▶ STATED PROBLEM
Look at the entries below and reproduce them exactly.

▶ DATA FOR THIS TASK

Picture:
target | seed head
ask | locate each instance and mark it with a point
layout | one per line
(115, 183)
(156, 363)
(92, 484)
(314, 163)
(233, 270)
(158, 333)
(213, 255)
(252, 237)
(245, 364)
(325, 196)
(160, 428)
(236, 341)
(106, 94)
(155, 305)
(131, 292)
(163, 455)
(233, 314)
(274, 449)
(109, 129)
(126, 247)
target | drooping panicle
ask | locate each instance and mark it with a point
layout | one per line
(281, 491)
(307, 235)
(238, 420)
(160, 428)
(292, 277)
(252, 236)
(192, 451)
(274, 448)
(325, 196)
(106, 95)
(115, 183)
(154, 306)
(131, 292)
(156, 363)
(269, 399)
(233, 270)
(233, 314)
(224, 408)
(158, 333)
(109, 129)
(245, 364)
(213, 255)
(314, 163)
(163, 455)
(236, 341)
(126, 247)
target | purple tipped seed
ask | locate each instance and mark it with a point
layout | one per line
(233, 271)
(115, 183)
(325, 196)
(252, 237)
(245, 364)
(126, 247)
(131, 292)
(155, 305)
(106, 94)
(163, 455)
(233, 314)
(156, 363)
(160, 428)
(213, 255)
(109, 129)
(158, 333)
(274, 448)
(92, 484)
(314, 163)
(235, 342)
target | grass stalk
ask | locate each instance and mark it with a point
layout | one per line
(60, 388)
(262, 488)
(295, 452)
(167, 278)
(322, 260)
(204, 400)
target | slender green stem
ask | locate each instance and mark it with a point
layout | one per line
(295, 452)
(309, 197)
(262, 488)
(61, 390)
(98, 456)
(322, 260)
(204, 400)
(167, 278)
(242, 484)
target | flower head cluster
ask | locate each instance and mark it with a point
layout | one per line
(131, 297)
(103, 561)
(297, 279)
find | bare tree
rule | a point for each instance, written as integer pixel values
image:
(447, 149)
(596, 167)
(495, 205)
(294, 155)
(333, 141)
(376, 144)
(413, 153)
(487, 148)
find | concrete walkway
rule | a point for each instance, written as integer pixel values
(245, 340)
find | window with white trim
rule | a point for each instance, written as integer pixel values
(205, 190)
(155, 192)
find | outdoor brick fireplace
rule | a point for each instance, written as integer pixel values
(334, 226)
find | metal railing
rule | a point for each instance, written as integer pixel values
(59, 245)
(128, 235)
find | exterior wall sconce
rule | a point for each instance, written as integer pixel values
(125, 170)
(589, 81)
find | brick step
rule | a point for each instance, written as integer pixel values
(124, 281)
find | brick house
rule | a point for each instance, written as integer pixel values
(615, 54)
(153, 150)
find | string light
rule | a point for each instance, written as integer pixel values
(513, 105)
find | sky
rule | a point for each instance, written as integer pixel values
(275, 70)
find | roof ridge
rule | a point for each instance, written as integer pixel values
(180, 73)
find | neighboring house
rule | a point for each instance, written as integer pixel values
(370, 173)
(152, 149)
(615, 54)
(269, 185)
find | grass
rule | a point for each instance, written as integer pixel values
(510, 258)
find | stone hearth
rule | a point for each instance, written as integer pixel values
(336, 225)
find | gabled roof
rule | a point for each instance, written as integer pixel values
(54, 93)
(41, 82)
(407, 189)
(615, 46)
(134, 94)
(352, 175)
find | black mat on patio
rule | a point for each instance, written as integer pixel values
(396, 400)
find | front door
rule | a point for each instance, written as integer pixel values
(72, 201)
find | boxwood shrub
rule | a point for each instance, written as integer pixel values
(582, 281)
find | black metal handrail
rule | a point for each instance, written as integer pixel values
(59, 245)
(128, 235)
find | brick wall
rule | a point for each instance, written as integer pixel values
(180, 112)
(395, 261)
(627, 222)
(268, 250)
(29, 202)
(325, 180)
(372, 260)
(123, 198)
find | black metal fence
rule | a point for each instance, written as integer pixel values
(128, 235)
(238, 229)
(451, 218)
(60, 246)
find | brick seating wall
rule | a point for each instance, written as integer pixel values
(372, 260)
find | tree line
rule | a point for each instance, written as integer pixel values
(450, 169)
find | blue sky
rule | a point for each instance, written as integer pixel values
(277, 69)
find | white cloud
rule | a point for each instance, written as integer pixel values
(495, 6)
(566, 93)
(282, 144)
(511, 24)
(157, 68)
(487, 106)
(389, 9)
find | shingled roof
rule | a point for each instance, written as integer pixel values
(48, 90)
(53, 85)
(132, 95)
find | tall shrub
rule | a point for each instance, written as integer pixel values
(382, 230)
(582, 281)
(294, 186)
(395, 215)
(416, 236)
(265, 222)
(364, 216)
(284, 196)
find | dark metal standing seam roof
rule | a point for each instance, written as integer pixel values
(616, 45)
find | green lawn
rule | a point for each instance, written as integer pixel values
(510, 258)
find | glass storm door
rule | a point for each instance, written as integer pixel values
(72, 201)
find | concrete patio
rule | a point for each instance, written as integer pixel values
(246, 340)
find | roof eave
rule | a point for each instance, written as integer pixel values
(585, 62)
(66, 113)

▶ CORRECT ANSWER
Picture:
target | seed head
ask | locate each instance and mark it with a point
layout | one per line
(115, 183)
(156, 363)
(92, 484)
(314, 163)
(233, 270)
(158, 333)
(213, 255)
(252, 237)
(245, 364)
(325, 196)
(160, 428)
(236, 341)
(106, 94)
(155, 305)
(131, 292)
(163, 455)
(233, 314)
(274, 449)
(109, 129)
(126, 247)
target | drooping panicle
ask | locate each instance and mark it with a point
layout | one per line
(281, 491)
(307, 235)
(238, 420)
(160, 428)
(292, 277)
(252, 236)
(192, 451)
(274, 448)
(325, 196)
(106, 95)
(115, 183)
(154, 306)
(131, 292)
(156, 363)
(269, 399)
(233, 270)
(233, 314)
(224, 408)
(158, 333)
(109, 129)
(245, 364)
(213, 255)
(314, 163)
(163, 455)
(236, 341)
(126, 247)
target | purple tipped seed
ask | locate each instance and mark it with a point
layout | one per line
(233, 271)
(115, 183)
(325, 196)
(252, 237)
(245, 364)
(126, 247)
(131, 292)
(155, 305)
(106, 94)
(163, 455)
(233, 314)
(156, 363)
(160, 428)
(213, 255)
(109, 129)
(158, 333)
(274, 448)
(92, 484)
(314, 163)
(235, 342)
target | grass stalk
ask | locate each instance and mark it with a point
layout | one per line
(60, 388)
(262, 488)
(295, 452)
(167, 278)
(322, 260)
(204, 400)
target | slender green stem
ask | locate each instance and mark it with a point
layout | one per line
(295, 452)
(309, 197)
(262, 488)
(61, 390)
(98, 456)
(322, 260)
(204, 400)
(167, 278)
(242, 484)
target | flower head cluster
ask | locate each instance and mark it with a point
layout | one per line
(131, 297)
(103, 561)
(297, 279)
find | bare tree
rule | a point for each instance, written as integer pixel values
image:
(447, 149)
(596, 167)
(495, 205)
(294, 155)
(333, 141)
(376, 144)
(413, 153)
(487, 148)
find | concrete walkway
rule | a point for each instance, written as integer pixel values
(245, 340)
find | window with white trim
rule | a point for each instance, written as integer pixel values
(205, 190)
(155, 192)
find | outdoor brick fireplace
rule | a point for each instance, written as integer pixel values
(334, 226)
find | metal railing
rule | a point for each instance, written as integer pixel values
(59, 245)
(128, 235)
find | exterior wall sconce
rule | a point for each instance, written as integer pixel values
(125, 170)
(589, 81)
find | brick step
rule | a point for each instance, written as integer pixel values
(124, 281)
find | brick house
rule | a point for each instance, written as integer pixel values
(615, 54)
(153, 150)
find | string light
rule | a point for each instance, written as integer pixel values
(513, 105)
find | sky
rule | a point for each instance, written as integer pixel values
(275, 70)
find | roof ridge
rule | a point for each instance, written as integer pixel values
(180, 73)
find | neighboring house
rule | a point for each instance, written as integer pixel values
(370, 173)
(152, 149)
(615, 54)
(269, 185)
find | grass
rule | a point for each instance, written as integer pixel values
(510, 258)
find | stone hearth
rule | a point for each instance, written as integer pixel values
(336, 225)
find | gabled roof
rule | a point for each instance, written as integer pixel values
(54, 93)
(41, 82)
(407, 189)
(615, 46)
(134, 94)
(352, 175)
find | black mat on patio
rule | a point for each instance, written as integer pixel values
(396, 400)
find | front door
rule | a point for each instance, written as integer pixel values
(72, 201)
find | boxwood shrub
rule | a point for each instance, written as integer pixel values
(582, 281)
find | black metal handrail
rule | a point for each instance, written as integer pixel values
(59, 245)
(128, 235)
find | brick wall
rule | a point for each instance, written as integer pixel values
(180, 112)
(395, 261)
(627, 222)
(268, 250)
(29, 202)
(325, 180)
(372, 260)
(123, 198)
find | black metal fence
rule | a point for each instance, written as integer pixel values
(128, 235)
(238, 229)
(451, 218)
(60, 246)
find | brick seating wall
rule | a point for each instance, written as integer pixel values
(372, 260)
find | tree line
rule | a point for each instance, written as integer pixel values
(450, 169)
find | blue sky
rule | a point for each instance, written as integer pixel values
(277, 69)
find | white cloud
rule | a point for each instance, written as integer pixel values
(495, 6)
(566, 93)
(282, 144)
(511, 24)
(157, 68)
(487, 106)
(389, 9)
find | shingled roof
rule | a point for each instance, written as integer pixel values
(48, 90)
(53, 85)
(132, 95)
find | tall shrub
rule | a point for each instance, written as integer pixel values
(382, 230)
(582, 281)
(294, 186)
(395, 215)
(416, 236)
(265, 222)
(364, 216)
(284, 196)
find | dark metal standing seam roof
rule | a point for each instance, written as integer pixel values
(616, 45)
find | green lawn
rule | a point for each instance, written as integer pixel values
(510, 258)
find | glass storm door
rule | a point for each instance, written as integer pixel values
(72, 201)
find | concrete patio
rule | a point for each instance, written as integer pixel values
(246, 340)
find | roof eave
rule | a point for each instance, written as integer pixel values
(585, 62)
(66, 113)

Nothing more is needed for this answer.